*** LISTING

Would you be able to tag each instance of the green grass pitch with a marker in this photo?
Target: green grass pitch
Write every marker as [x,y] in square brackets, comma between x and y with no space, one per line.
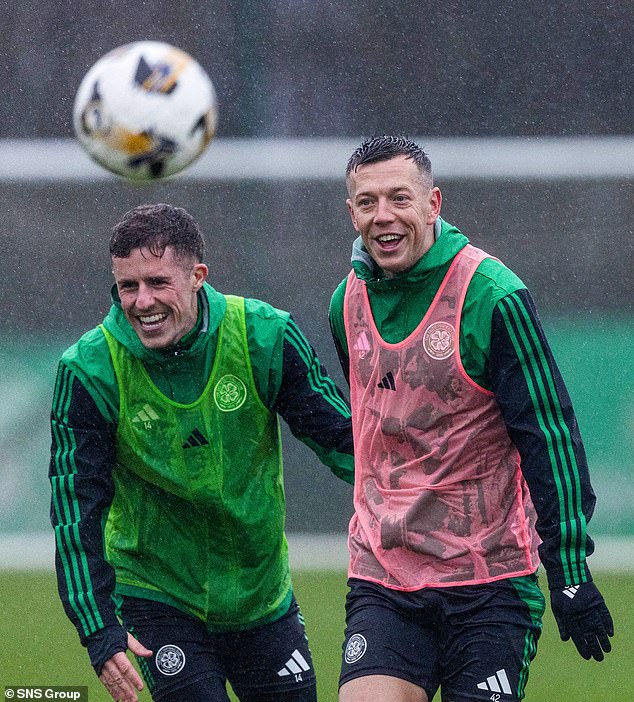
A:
[40,647]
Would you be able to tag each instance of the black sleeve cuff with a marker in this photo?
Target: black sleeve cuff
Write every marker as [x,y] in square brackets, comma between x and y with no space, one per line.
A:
[103,644]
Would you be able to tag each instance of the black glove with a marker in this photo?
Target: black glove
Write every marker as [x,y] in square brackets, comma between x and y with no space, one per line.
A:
[582,615]
[103,644]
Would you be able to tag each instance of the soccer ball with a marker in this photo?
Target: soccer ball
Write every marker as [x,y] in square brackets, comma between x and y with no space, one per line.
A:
[145,110]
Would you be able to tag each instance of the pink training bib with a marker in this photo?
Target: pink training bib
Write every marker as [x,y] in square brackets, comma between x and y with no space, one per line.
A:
[439,496]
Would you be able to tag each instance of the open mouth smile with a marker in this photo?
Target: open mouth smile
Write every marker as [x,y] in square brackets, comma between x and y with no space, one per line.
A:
[151,322]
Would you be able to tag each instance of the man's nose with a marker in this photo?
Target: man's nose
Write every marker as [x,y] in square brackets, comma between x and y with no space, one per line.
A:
[145,297]
[383,211]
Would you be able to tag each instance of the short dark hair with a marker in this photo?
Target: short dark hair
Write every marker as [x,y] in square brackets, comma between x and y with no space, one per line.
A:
[385,147]
[155,227]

******

== EXERCISE PROMPT ==
Find the line containing "cuff with a marker in this photo?", then output it and every line after it to the end of the data, exactly.

== ANSWER TO THIS TASK ==
Would you be able to tag each instance of the black sleeve cuff with a marker in this photo?
Target: black sleeve cuff
Write every marker as [x,y] in square brackets, comma between x and y with no space, one per line.
A:
[103,644]
Would you be able to tag each instance of the black glove with a marker in this photo?
Target: black glove
Write every marker as [x,y] in square brackets, comma between x and y with no space, one per line.
A:
[582,615]
[103,644]
Would you be able to tag each instance of the soccer ball with a marker in this photo?
Target: soccer ball
Write every marker as [x,y] in square brackets, comma between x and y with no space, one per line.
A:
[145,110]
Would you be able to tag each instance of the pink training bib with a marker in this photo?
Target: pink training bib
Write every marker as [x,y] in square brackets, comma between x and y with no space, one per line.
A:
[439,496]
Would you be able to tag each instance of the open mouth smile with a marker in this photo?
Target: open mouth smile
Write every marker as [x,y] in square brackets, comma between x and y with no space, one per line.
A:
[151,322]
Would you be able to tag each instance of the man's nose with a marker in this photo?
Target: man's nose
Write every marker as [x,y] in square brackets, comma between x and y with no space, one per line.
A:
[145,297]
[383,211]
Would you be able to tag each instance of the short dark hair with a marker in this photo?
Target: short dark hair
Write every marker as [x,y] in square brackets, comma between x and y with no space, one per line.
A:
[385,147]
[155,227]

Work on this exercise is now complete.